One way of thinking of much of what is happening in the Northern Territory is that at its heart it is about ensuring that children are able to attend school. That means you need to have housing right, you need to have health right, you need to have safe communities and you need to have communities with a commitment to learning.
After school, we are also recognising that it is important to provide additional employment opportunities. Our government has created 50 additional Aboriginal ranger positions. We have offered up to 100 local traineeships for people in remote communities and provided a job guarantee to young people completing year 12 in Territory growth towns.
I see much of this when I visit the Wreck Bay community, and people there speak about their pride of the work that is being done in the Booderee National Park. Taking care of country is something that Indigenous peoples have done for tens of thousands of years, and supporting the work of Indigenous people working in national parks is absolutely vital.
It is also important that we ensure that Australia's public service looks like the community it serves, so I want to acknowledge the work that has been done by the Community and Public Sector Union on making sure the government stays on track for our target to increase Indigenous employment in the Australian Public Service to a target of 2.7 per cent by 2015. This was an issue that was brought to my attention when the local Community and Public Sector Union moved a motion at the last ACT Labor Party branch meeting which noted that the State of the Service Report 2010-11 had found a decrease in Indigenous employees from 3,383 to 3,2036—a four per cent drop and the first fall in the number of Indigenous public servants since 2010.
I believe that maintaining Indigenous employment in the Public Service is important not only as a way of making sure that Indigenous Australians have jobs but it is also important as a way of ensuring that the decisions that come out of the public sector are right for all Australians. So I have been working over recent months with ministers and speaking with them directly about the strategies that they are employing in order to boost Indigenous representation in the Public Service through programs that range from mentoring to providing apprenticeships, training programs, links with universities and making sure that Indigenous Australians are attracted to and retained by the public sector.

* **Information supplied**
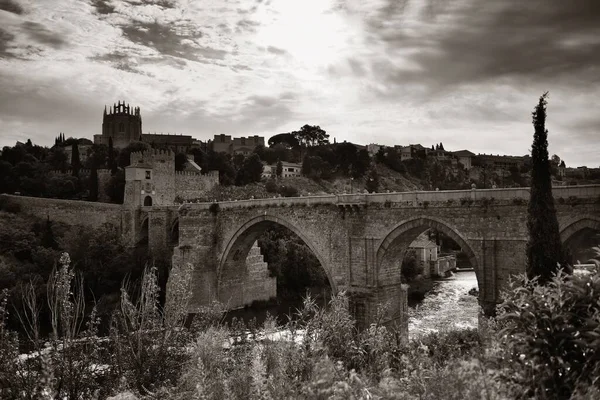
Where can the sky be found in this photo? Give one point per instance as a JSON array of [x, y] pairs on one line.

* **Exercise task**
Please continue the passage about Indigenous schooling and employment, which appears before the data, starting right after its final sentence.

* **Task result**
That is a high priority for me and something that I fear may be threatened were those opposite to come into power. They speak very eloquently on the importance of Indigenous Australians playing a role in public life, but a policy that would see 20,000 public servants lose their jobs is almost surely a policy that would also see fewer Indigenous Australians employed in the Public Service.
A constitutional statement of recognition of Aboriginal and Torres Strait Islander people—particularly noting their culture, their history and their connection to the land—a removal of references to race in reflection of Australia's rejection of discrimination and belief in equality, and an acknowledgement that we need to make further efforts in closing the gaps in Indigenous disadvantage are an important part of what we are working towards. Reconciliation Australia and the You Me Unity reference group have been spearheading this push, and I am confident that—with more time and more work—compassion, justice, progress and respect will prevail and we will be able to hold a successful referendum.